**WRITTEN INSTRUCTION**
Repeat the listing below in full, exactly as it stands.

** Begin **

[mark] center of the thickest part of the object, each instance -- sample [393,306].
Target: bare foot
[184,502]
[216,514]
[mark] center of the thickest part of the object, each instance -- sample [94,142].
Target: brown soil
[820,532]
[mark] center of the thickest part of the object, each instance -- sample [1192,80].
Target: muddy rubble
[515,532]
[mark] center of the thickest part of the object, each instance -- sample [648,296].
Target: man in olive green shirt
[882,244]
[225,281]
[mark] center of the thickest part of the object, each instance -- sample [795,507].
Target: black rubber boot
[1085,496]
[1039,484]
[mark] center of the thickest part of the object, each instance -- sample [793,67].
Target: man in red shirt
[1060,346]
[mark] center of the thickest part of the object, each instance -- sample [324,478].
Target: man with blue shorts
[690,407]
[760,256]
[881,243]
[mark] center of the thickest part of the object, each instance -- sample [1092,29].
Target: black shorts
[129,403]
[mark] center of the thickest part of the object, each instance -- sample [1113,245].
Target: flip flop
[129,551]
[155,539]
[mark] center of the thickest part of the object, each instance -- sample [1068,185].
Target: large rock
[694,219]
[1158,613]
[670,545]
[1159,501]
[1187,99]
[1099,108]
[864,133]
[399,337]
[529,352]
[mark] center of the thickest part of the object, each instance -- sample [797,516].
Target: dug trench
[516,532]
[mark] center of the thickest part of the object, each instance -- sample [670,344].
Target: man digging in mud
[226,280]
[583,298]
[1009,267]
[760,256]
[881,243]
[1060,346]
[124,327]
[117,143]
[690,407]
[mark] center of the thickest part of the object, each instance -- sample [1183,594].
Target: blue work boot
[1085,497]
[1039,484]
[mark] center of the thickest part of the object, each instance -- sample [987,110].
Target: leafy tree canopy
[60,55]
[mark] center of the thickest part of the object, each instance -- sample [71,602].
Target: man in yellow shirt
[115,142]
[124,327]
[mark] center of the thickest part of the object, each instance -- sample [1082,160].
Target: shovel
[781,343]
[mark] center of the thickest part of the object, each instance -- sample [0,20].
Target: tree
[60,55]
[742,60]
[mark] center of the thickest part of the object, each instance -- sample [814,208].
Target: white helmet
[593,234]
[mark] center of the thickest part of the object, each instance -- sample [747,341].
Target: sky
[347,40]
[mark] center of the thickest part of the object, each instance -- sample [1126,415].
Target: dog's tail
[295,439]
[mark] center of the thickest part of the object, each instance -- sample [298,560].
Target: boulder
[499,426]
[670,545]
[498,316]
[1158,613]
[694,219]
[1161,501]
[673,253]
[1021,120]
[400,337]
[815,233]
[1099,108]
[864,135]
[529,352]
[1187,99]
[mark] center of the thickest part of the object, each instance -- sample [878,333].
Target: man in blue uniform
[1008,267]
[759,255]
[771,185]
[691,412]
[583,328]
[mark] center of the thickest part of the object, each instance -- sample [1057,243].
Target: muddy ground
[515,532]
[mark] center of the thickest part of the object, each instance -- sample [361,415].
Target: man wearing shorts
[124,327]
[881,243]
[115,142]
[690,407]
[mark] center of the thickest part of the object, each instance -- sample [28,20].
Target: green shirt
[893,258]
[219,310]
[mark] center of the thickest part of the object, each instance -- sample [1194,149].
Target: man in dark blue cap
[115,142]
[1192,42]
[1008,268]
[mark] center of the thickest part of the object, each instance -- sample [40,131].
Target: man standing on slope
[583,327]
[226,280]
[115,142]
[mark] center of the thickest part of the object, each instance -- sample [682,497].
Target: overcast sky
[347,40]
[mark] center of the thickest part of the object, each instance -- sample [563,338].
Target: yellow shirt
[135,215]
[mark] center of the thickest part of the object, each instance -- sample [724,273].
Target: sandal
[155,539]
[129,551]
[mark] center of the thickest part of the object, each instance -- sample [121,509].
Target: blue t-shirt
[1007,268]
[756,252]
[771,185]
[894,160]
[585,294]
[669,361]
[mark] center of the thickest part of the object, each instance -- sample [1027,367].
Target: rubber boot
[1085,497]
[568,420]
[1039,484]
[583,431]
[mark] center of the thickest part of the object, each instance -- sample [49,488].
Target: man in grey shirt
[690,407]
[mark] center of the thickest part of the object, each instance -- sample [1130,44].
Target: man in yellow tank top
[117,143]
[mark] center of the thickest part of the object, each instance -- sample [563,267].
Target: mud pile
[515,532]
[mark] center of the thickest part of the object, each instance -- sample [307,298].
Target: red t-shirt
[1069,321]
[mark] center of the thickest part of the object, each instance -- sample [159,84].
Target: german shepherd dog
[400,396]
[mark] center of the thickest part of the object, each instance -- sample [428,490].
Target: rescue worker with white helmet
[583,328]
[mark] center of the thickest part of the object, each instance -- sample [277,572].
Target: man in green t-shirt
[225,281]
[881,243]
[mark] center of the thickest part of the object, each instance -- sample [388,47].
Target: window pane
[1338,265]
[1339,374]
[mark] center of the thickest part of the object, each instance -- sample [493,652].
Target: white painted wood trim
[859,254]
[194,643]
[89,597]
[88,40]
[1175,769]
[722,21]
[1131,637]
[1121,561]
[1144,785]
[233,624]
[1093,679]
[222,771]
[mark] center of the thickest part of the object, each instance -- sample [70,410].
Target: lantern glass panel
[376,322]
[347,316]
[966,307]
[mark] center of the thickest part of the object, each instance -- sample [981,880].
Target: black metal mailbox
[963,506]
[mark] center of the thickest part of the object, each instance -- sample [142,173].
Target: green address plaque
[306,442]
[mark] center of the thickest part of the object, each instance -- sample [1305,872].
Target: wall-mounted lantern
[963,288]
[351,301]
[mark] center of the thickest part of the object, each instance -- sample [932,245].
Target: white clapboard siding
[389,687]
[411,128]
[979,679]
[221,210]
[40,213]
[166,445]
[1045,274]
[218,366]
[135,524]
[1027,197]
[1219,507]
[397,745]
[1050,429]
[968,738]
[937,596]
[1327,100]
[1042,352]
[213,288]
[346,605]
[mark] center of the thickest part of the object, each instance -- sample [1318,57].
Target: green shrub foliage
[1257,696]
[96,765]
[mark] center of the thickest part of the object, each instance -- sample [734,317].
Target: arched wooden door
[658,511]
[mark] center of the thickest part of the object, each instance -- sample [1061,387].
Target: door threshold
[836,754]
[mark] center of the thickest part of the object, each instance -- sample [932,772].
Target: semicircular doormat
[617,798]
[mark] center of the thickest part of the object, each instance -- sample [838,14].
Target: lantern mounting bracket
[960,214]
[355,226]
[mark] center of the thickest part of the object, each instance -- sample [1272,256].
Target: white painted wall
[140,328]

** End **

**WRITTEN RESPONSE**
[mark] center of the thickest part of the object, each instance -- sample [393,306].
Target: bare foot
[184,502]
[216,514]
[mark] center of the thickest part of the object, each instance -- sample [94,142].
Target: brown soil
[820,532]
[mark] center of the thickest part of the object, each instance -- sample [1192,80].
Target: muddy rubble
[515,532]
[mark] center of the thickest part of the object, each instance -- sample [648,296].
Target: man in olive green shirt
[882,244]
[225,281]
[mark] center of the thickest part of the object, each instance -- sample [795,507].
Target: black rubber boot
[1085,496]
[1039,484]
[mark] center of the thickest part of the object, each instance -- sample [793,67].
Target: man in red shirt
[1060,346]
[mark] center of the thickest part of the object, each instance -- sample [324,478].
Target: man with blue shorts
[690,407]
[760,256]
[881,243]
[mark] center of the thickest part of the object, each instance -- sample [1092,29].
Target: black shorts
[129,403]
[mark] center of the thickest part of the object, each instance -- sample [1113,245].
Target: flip flop
[129,551]
[155,539]
[mark] center of the thickest part of the object, each instance -- sample [1068,185].
Target: large rock
[694,219]
[1158,613]
[670,545]
[1159,501]
[1187,99]
[1099,108]
[864,133]
[399,337]
[529,352]
[mark] center of the thickest part of the object, each instance -- sample [797,516].
Target: dug trench
[516,532]
[mark] center of the thickest part of the object, each instance -- sample [670,344].
Target: man digging in mud
[226,280]
[583,298]
[1009,267]
[760,256]
[881,243]
[1060,346]
[124,327]
[117,143]
[690,407]
[mark] center of the thickest part of the object, each instance -- sample [1183,594].
Target: blue work boot
[1085,497]
[1039,484]
[mark] center of the thickest part of the object, each instance -- sample [987,110].
Target: leafy tree canopy
[60,55]
[mark] center of the thickest part of the object, each instance -- sample [71,602].
Target: man in yellow shirt
[115,142]
[124,327]
[mark] center of the thickest part of the object, each instance -- sample [1082,160].
Target: shovel
[781,343]
[mark] center of the thickest part of the object, each instance -- sample [0,20].
Target: tree
[60,55]
[742,60]
[mark] center of the thickest part of the object, each instance -- sample [814,208].
Target: white helmet
[593,234]
[mark] center of the thickest part of the object, each instance -- sample [747,341].
Target: sky
[347,40]
[mark] center of the thickest part of the object, each instance -- sample [1126,415].
Target: dog's tail
[295,439]
[mark] center of the thickest part of the object, each instance -- sample [298,560].
Target: boulder
[499,426]
[670,545]
[498,316]
[1158,613]
[694,219]
[1161,501]
[673,253]
[1021,120]
[400,337]
[815,233]
[1099,108]
[864,135]
[529,352]
[1187,99]
[mark] center of the thickest part of the object, each instance -- sample [878,333].
Target: man in blue uniform
[1008,267]
[759,255]
[771,185]
[691,412]
[583,328]
[mark] center of the thickest part of the object, each instance -- sample [1057,243].
Target: muddy ground
[515,532]
[mark] center of the thickest part of the object, each instance -- sample [361,415].
Target: man wearing shorts
[124,327]
[881,243]
[115,142]
[690,407]
[mark] center of the thickest part of the object, each instance -- sample [28,20].
Target: green shirt
[893,258]
[219,310]
[mark] center of the thickest part of the object, each instance -- sample [1194,149].
Target: man in dark blue cap
[115,142]
[1192,42]
[1008,268]
[mark] center of the thickest part of the object, each instance -- sample [40,131].
Target: man standing on slope
[583,327]
[226,280]
[115,142]
[mark] center of the thickest part of the object, each instance -- sample [682,497].
Target: overcast sky
[347,40]
[mark] center of the thickest part of the object, each instance -- sample [563,338].
Target: yellow shirt
[135,215]
[mark] center of the thickest part of the object, each instance -- sample [724,273].
Target: sandal
[155,539]
[129,551]
[mark] center of the thickest part of the object, each instance -- sample [121,509].
Target: blue t-shirt
[1007,268]
[756,252]
[771,185]
[894,160]
[585,294]
[669,361]
[mark] center of the thickest part of the object, each instance -- sample [1027,367].
Target: rubber boot
[1085,497]
[568,420]
[1039,484]
[583,431]
[mark] center of the thickest part of the object, each instance -- sample [49,488].
Target: man in grey shirt
[690,407]
[mark] center of the thickest part of the object, each instance -- sample [1130,44].
Target: man in yellow tank top
[117,143]
[mark] center of the thickest part of the object, each instance -- sample [563,267].
Target: mud pile
[515,532]
[mark] center of the thickest part of the object, each instance -- sample [307,298].
Target: red t-shirt
[1069,321]
[mark] center of the thickest part of the object, each instance -- sample [159,84].
Target: german shepherd dog
[400,396]
[mark] center of the thickest part of the object, each instance -- sample [428,490].
Target: rescue worker with white helmet
[583,328]
[mark] center of the thickest part of the object, each instance -- sample [277,572].
Target: man in green t-shirt
[225,281]
[881,243]
[mark] center of the thickest part of the object, each instance -- sample [388,47].
Target: window pane
[1338,265]
[1339,374]
[mark] center of the thickest part of the object, each instance -- sample [493,652].
Target: white painted wood trim
[859,254]
[194,643]
[89,597]
[88,40]
[1175,769]
[722,21]
[1131,637]
[1121,561]
[1144,785]
[233,624]
[1093,679]
[222,771]
[mark] center of the thickest part of the object, each instance -- sample [70,410].
Target: lantern glass panel
[376,322]
[347,316]
[966,307]
[mark] center of the thickest part of the object, each instance -- sample [981,880].
Target: black metal mailbox
[963,506]
[mark] center of the thickest part of the object, each instance -- sample [142,173].
Target: green address plaque
[306,442]
[mark] center of the thickest part of the object, each instance -- sample [1305,872].
Target: wall-mounted lantern
[963,288]
[351,301]
[mark] center of the thickest part of the object, each instance -- sample [932,245].
Target: white clapboard siding
[389,687]
[411,128]
[979,679]
[221,210]
[40,213]
[166,445]
[1045,274]
[218,366]
[135,524]
[1027,197]
[1219,507]
[397,745]
[1050,429]
[968,738]
[937,596]
[1327,100]
[1042,352]
[213,288]
[346,605]
[mark] center of the thickest part of the object, each instance -- sample [1318,57].
Target: green shrub foliage
[1257,696]
[96,765]
[mark] center of the thickest part of the object, each instance -- sample [734,317].
Target: arched wooden door
[658,511]
[mark] center of the thickest part of the object, each instance -- sample [1061,387].
Target: door threshold
[836,754]
[mark] center of the thickest part of the object, each instance -- sample [932,772].
Target: semicircular doormat
[617,798]
[mark] center of the thickest part of the object, each instance -- sample [838,14].
Target: lantern mounting bracket
[960,214]
[355,226]
[mark] center of the thickest part of the object, each instance -- sample [1272,256].
Target: white painted wall
[140,328]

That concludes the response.